• Alıştırma amacı: Lütfen aşağıdaki kayıtların tamamını, hiçbir satırı değiştirmeden ve atlamadan olduğu gibi yazın.

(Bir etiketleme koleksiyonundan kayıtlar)

════════

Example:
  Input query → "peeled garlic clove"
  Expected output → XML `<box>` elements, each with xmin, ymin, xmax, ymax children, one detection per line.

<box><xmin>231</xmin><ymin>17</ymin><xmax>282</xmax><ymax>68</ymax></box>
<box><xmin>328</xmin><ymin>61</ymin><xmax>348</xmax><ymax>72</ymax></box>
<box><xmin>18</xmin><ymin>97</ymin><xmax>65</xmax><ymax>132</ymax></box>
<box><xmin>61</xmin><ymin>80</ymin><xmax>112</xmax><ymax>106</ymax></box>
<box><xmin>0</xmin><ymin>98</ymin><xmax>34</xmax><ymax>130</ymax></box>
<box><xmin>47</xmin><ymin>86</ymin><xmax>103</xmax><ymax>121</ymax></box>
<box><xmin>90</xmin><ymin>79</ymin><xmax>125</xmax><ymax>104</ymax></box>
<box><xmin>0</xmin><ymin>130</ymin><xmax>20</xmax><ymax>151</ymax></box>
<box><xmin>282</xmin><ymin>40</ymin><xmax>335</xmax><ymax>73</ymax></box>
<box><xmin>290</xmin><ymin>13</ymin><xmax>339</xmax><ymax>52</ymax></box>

════════

• Tamamlanmış alıştırma:
Example:
  Input query → "peeled garlic clove"
  Expected output → XML `<box>` elements, each with xmin, ymin, xmax, ymax children, one detection per line.

<box><xmin>231</xmin><ymin>17</ymin><xmax>282</xmax><ymax>68</ymax></box>
<box><xmin>328</xmin><ymin>61</ymin><xmax>348</xmax><ymax>72</ymax></box>
<box><xmin>18</xmin><ymin>97</ymin><xmax>65</xmax><ymax>132</ymax></box>
<box><xmin>61</xmin><ymin>80</ymin><xmax>112</xmax><ymax>106</ymax></box>
<box><xmin>0</xmin><ymin>98</ymin><xmax>34</xmax><ymax>130</ymax></box>
<box><xmin>47</xmin><ymin>86</ymin><xmax>103</xmax><ymax>121</ymax></box>
<box><xmin>90</xmin><ymin>79</ymin><xmax>125</xmax><ymax>104</ymax></box>
<box><xmin>0</xmin><ymin>130</ymin><xmax>20</xmax><ymax>151</ymax></box>
<box><xmin>282</xmin><ymin>40</ymin><xmax>335</xmax><ymax>73</ymax></box>
<box><xmin>290</xmin><ymin>13</ymin><xmax>339</xmax><ymax>52</ymax></box>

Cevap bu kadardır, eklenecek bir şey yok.